Task: Without skipping anything, write out each record below exactly.

Position annotation records
-------------------------
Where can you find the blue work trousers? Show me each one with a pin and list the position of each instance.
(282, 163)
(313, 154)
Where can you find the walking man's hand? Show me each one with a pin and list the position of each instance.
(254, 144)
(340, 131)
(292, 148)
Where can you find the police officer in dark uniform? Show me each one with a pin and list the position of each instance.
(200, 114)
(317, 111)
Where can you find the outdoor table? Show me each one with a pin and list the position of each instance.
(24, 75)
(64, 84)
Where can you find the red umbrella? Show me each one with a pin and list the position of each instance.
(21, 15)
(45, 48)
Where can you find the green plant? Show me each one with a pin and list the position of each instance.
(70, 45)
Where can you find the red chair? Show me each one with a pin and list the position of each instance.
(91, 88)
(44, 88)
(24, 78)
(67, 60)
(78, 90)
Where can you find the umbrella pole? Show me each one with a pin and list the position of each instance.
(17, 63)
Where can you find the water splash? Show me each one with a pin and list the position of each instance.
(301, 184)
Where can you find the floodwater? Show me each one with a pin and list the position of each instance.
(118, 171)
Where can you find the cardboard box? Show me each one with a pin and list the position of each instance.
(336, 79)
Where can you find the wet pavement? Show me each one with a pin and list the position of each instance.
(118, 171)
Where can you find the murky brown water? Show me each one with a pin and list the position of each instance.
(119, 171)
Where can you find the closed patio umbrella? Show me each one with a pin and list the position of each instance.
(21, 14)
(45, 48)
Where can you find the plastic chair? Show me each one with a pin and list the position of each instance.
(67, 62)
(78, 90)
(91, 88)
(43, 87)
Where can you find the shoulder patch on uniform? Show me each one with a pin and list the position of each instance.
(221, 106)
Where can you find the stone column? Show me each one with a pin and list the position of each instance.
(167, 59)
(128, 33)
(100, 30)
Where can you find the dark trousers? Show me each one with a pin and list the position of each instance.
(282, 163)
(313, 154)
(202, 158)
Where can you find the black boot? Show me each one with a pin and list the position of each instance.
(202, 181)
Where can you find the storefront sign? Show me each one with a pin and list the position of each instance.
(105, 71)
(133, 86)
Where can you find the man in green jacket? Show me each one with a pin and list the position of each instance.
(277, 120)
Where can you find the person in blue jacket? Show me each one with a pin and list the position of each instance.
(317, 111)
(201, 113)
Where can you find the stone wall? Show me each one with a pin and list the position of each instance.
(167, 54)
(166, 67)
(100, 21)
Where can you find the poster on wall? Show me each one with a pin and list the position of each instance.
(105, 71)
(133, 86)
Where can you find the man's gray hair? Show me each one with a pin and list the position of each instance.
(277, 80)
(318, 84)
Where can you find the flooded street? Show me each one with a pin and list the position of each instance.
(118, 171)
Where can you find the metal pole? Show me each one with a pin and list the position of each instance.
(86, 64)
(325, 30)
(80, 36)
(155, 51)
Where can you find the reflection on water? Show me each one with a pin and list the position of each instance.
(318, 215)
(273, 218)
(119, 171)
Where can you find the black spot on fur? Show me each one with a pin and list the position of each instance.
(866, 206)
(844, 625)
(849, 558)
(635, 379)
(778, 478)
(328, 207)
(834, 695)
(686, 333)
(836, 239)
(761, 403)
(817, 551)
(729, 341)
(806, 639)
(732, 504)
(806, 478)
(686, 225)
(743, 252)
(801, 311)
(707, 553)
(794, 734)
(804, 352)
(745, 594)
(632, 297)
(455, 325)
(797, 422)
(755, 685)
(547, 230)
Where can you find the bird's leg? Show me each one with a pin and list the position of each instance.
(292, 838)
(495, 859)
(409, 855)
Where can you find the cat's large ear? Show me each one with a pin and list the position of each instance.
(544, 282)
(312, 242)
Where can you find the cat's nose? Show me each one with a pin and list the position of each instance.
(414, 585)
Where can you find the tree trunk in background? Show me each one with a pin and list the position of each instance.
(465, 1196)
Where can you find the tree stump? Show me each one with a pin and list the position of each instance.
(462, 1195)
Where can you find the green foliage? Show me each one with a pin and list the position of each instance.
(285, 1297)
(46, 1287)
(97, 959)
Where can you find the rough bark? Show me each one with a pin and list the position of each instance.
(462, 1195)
-------------------------
Task result:
Where can you find the blue work trousers? Show me each one with a pin and list the position of each instance.
(282, 163)
(313, 154)
Where can you find the walking man's hand? Show me each one with a pin and list the position of each instance.
(254, 144)
(340, 131)
(292, 148)
Where can you find the police officer in dark uniform? Show me each one with a pin and list the position of each instance.
(200, 114)
(317, 111)
Where can you find the outdoor table? Show me each one with a pin and list the position of each instance.
(24, 75)
(64, 84)
Where can you find the red umbrella? Show me each one with a pin and list the position of each instance.
(21, 15)
(45, 48)
Where can you find the green plant? Show me each one with a pin and list the position of each instance.
(70, 45)
Where can you find the red chair? Show me each one with a pin and list the position of each instance.
(91, 88)
(44, 88)
(24, 78)
(67, 60)
(78, 90)
Where can you find the umbrella pole? Show me each one with a pin and list the position of each instance.
(17, 63)
Where can you find the water splash? Show me each one with a pin and list the position of each instance.
(301, 184)
Where can you find the floodwater? Show me each one with a pin and list the position of each instance.
(118, 171)
Where can you find the cardboard box? Show me each one with a pin and list the position of each instance.
(336, 79)
Where can you find the wet pavement? Show me each one with a pin and list the position of each instance.
(118, 171)
Where can you find the murky brown water? Show me each one with a pin and list the position of each instance.
(119, 171)
Where can you find the closed patio umbrella? Show me each one with a pin and list the position of each instance.
(21, 14)
(45, 48)
Where can you find the plastic chair? Show me each one with a pin and list the position of each instance.
(67, 62)
(78, 90)
(91, 88)
(43, 87)
Where can you find the shoulder patch on uniform? Show me each one with a pin and list the position of each instance.
(221, 106)
Where can you find the stone column? Show me each one with a pin and list the position of each instance.
(167, 59)
(128, 33)
(100, 30)
Where can you find the dark trousers? Show me each one with a pin and list the position of each instance.
(282, 163)
(313, 154)
(202, 158)
Where can you find the black boot? Show me each one with a pin and list the position of each instance.
(202, 181)
Where can you find the storefront sign? Show me each one with a pin and list the position of each instance.
(105, 71)
(133, 86)
Where can you find the man in green jacket? Show me each one with a pin and list the position of each instance.
(277, 120)
Where can you find the person in blue jacket? Show me each one with a pin and list the position of each instance.
(317, 111)
(201, 113)
Where can you find the stone wall? Show me each one with a pin and list the position of each instance.
(167, 54)
(166, 67)
(100, 21)
Where can you find the poster on wall? Show me each one with a pin and list the position of each instance.
(105, 71)
(133, 86)
Where can you find the man's gray hair? Show me each one with a pin and list the position of each instance.
(277, 80)
(318, 84)
Where can you find the flooded street? Show me each one with a pin and list the position of each instance.
(118, 171)
Where can you find the metal pole? Show me each one with a pin and list the position of each instance.
(86, 64)
(325, 30)
(80, 36)
(155, 51)
Where can you find the reflection on water? Show me each one with a pin and list the position of each instance.
(318, 215)
(273, 218)
(119, 171)
Where can you find the black spot on fur? Show me each one with a pin and list the position of each instance.
(866, 206)
(844, 625)
(849, 558)
(635, 379)
(778, 478)
(328, 207)
(834, 695)
(686, 333)
(836, 239)
(761, 403)
(817, 551)
(729, 341)
(806, 639)
(732, 504)
(806, 478)
(686, 225)
(743, 252)
(801, 311)
(707, 553)
(794, 734)
(804, 352)
(745, 594)
(632, 297)
(455, 325)
(797, 422)
(755, 685)
(547, 230)
Where can you find the bird's leg? Show me each one with a pin and list the position of each instance.
(292, 838)
(495, 859)
(409, 855)
Where can you find the cat's large ear? Show me each one with a pin and list the position of each instance.
(544, 282)
(312, 242)
Where can you find the cat's nose? Show me each one with a pin and list the position of each instance.
(414, 585)
Where can you find the tree trunk in background? Show me each one with a pin and list the position of each instance.
(465, 1196)
Where can you find the tree stump? Show me each one with a pin and list the position of each instance.
(462, 1195)
Where can you find the green foliage? Show me each one with a pin and list the position of each instance.
(285, 1297)
(46, 1287)
(97, 959)
Where can you find the rough bark? Show me each one with a pin and list the position of each instance.
(462, 1195)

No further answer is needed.